**Task details:**
Repeat, word for word and with nothing added, each line from the one containing "Target: wristband" to the final line of the data, keeping both ends. Pictures are not part of the copy.

**Exercise materials:**
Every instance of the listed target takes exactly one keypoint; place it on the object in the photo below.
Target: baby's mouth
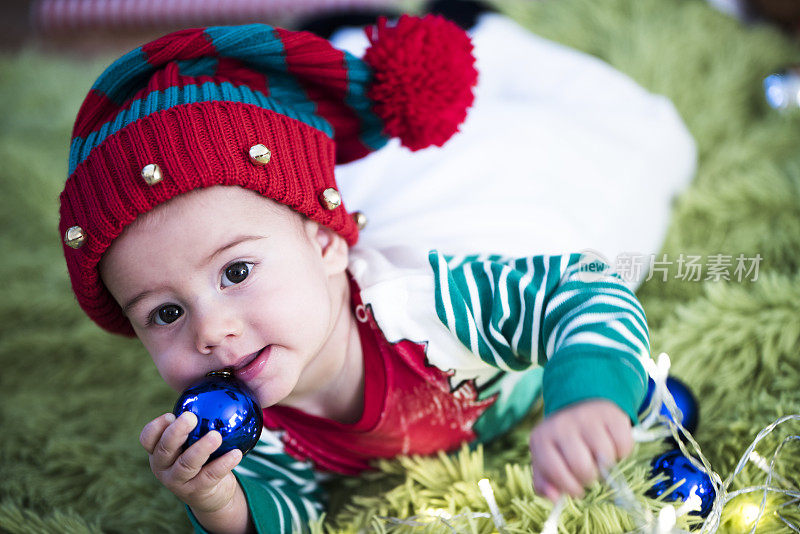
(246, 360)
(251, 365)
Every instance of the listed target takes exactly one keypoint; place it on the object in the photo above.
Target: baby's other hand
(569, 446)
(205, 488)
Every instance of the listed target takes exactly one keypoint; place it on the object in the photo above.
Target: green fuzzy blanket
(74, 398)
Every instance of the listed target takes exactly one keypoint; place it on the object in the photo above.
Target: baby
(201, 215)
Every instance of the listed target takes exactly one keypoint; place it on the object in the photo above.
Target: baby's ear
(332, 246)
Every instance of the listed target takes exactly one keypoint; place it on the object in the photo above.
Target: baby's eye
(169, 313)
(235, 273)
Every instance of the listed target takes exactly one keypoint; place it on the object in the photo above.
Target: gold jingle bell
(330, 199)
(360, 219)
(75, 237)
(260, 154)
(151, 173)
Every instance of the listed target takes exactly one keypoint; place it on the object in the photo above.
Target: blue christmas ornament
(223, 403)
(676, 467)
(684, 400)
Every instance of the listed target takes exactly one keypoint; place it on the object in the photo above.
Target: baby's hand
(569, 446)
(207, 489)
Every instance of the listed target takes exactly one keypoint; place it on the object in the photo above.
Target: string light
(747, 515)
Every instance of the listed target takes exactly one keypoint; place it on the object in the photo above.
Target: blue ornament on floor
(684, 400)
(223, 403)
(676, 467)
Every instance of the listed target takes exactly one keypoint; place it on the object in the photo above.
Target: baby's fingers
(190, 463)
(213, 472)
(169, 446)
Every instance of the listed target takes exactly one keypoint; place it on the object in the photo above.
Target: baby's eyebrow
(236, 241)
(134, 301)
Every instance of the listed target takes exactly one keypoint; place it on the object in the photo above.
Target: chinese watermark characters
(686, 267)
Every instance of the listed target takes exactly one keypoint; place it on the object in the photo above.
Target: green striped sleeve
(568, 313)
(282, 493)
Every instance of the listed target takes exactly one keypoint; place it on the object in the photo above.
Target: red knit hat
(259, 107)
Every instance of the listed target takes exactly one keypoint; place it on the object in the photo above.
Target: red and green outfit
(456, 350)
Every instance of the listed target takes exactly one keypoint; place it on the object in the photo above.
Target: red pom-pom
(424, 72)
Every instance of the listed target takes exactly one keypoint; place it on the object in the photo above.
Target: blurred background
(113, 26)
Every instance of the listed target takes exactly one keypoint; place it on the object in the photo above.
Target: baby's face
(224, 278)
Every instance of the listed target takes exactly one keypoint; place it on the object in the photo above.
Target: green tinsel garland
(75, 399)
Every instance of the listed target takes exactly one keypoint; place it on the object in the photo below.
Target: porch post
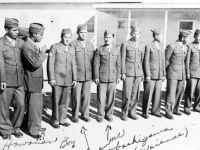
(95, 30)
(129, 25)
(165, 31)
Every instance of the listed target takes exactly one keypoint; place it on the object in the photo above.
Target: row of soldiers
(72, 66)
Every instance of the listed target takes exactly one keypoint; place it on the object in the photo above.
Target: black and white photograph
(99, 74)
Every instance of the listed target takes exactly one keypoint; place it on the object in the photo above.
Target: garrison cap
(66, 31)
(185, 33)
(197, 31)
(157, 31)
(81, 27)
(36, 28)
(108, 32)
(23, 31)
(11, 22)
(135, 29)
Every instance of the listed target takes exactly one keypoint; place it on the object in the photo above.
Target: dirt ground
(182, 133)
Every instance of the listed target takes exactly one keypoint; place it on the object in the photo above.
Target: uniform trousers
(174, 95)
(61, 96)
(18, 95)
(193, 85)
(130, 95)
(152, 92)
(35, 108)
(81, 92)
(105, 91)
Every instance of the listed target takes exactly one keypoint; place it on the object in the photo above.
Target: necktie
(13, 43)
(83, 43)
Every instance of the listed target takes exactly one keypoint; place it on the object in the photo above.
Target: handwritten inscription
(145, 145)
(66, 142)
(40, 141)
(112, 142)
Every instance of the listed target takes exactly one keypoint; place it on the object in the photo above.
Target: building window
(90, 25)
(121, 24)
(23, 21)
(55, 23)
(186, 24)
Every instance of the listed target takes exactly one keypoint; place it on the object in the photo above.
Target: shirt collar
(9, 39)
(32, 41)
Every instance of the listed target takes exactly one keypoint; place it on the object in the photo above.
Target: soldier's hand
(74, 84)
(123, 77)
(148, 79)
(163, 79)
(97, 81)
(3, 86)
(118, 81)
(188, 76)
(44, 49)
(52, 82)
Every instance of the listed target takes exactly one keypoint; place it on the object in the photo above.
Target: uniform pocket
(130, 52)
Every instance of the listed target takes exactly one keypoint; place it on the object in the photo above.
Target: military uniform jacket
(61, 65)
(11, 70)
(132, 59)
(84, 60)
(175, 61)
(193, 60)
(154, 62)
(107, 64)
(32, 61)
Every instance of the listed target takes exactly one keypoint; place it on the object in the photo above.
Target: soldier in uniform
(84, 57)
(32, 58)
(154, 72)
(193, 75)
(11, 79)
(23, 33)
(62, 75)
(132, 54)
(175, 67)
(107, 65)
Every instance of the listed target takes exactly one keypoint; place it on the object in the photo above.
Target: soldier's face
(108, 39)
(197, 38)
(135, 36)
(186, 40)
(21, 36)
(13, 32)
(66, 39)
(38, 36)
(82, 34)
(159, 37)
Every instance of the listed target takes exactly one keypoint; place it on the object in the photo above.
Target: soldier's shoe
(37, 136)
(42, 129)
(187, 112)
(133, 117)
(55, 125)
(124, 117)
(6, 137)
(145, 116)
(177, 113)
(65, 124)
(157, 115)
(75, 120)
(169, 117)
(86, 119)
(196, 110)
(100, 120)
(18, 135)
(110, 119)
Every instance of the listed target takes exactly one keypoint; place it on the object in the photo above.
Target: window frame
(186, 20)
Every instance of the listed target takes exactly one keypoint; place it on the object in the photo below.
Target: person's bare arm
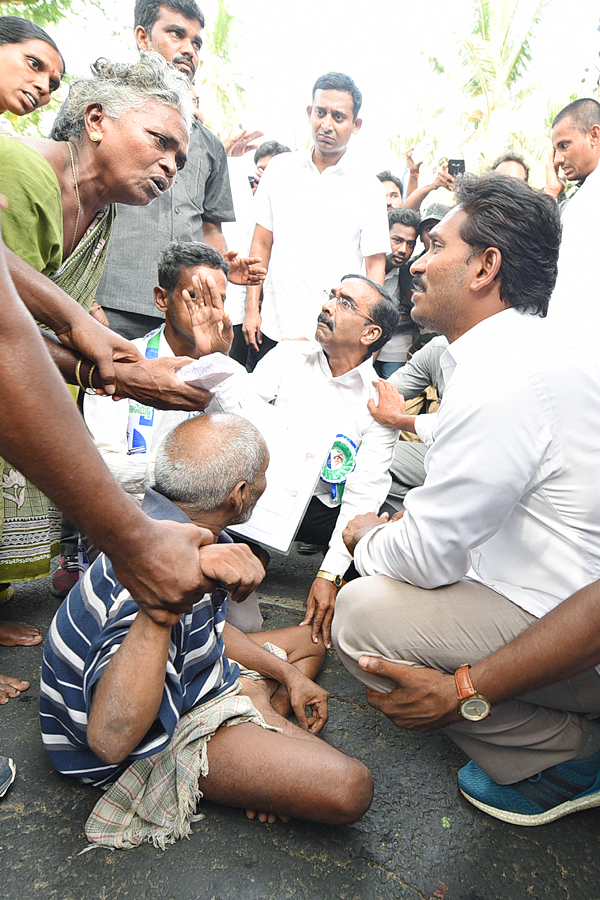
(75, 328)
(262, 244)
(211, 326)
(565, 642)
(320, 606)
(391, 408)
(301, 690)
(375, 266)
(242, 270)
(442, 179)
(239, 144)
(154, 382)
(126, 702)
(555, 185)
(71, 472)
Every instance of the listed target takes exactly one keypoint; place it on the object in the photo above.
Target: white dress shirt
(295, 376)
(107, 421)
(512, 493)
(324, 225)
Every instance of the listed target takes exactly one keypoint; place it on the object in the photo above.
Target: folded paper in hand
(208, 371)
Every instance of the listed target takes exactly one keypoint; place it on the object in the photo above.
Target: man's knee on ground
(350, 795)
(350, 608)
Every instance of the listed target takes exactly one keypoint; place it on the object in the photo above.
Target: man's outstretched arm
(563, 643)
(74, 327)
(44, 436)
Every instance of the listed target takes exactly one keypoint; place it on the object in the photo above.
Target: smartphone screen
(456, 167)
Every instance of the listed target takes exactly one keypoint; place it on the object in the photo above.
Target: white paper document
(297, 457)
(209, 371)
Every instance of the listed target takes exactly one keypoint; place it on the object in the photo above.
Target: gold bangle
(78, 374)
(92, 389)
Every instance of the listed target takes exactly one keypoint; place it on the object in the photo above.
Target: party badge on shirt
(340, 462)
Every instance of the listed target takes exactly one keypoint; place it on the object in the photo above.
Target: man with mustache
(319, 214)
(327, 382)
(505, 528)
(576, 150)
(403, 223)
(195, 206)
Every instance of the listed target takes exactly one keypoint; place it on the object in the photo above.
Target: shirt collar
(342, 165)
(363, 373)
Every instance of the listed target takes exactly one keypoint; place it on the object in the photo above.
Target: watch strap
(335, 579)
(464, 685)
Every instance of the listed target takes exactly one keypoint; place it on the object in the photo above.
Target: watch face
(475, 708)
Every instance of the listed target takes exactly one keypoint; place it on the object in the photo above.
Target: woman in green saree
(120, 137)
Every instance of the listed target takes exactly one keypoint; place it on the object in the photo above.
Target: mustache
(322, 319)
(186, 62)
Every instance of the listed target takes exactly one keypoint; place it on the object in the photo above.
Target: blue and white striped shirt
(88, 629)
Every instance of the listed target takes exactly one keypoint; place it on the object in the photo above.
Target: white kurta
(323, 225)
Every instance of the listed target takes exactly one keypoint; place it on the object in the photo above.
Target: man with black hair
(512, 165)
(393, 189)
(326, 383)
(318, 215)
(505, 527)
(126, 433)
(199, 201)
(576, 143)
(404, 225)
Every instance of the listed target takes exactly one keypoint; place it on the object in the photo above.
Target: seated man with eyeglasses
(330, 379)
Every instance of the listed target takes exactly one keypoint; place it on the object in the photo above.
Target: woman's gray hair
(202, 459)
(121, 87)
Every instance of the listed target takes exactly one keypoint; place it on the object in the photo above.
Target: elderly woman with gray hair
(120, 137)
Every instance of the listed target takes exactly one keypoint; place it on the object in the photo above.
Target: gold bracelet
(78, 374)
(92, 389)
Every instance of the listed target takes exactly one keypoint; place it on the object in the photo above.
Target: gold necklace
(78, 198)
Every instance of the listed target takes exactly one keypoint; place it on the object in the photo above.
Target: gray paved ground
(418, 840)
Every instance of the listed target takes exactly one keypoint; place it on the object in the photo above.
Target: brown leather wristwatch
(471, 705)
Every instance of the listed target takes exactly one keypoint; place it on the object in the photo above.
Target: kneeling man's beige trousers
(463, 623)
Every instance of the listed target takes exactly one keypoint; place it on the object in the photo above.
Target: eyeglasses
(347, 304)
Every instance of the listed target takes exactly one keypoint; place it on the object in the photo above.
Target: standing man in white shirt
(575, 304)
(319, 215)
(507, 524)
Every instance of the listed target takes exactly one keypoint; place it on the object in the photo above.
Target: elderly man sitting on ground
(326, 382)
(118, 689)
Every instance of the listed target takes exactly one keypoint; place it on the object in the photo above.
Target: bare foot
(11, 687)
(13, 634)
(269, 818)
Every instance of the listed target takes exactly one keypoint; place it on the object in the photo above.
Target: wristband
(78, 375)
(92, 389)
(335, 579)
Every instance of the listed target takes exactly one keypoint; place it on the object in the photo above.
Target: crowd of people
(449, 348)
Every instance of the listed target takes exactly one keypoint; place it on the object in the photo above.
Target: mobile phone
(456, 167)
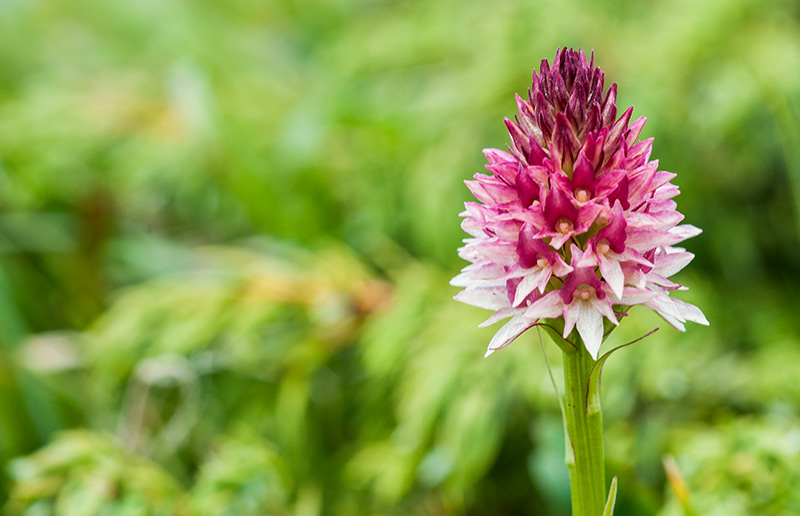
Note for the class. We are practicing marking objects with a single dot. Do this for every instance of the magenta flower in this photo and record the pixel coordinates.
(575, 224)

**Solution below:**
Target: wristband
(78, 375)
(92, 389)
(335, 579)
Every instance of the listed target takes exactly one keypoint; place it on the object in the photo above.
Target: crowd of people
(449, 348)
Every instance of the listed target takes exactly one keypoint; place it on the object in the photo above.
Target: mobile phone
(456, 167)
Note for the class. We are practicing marking objects with a single dot. Do this for every instance of the magenta flower in this photo and record the pixel coordinates.
(575, 224)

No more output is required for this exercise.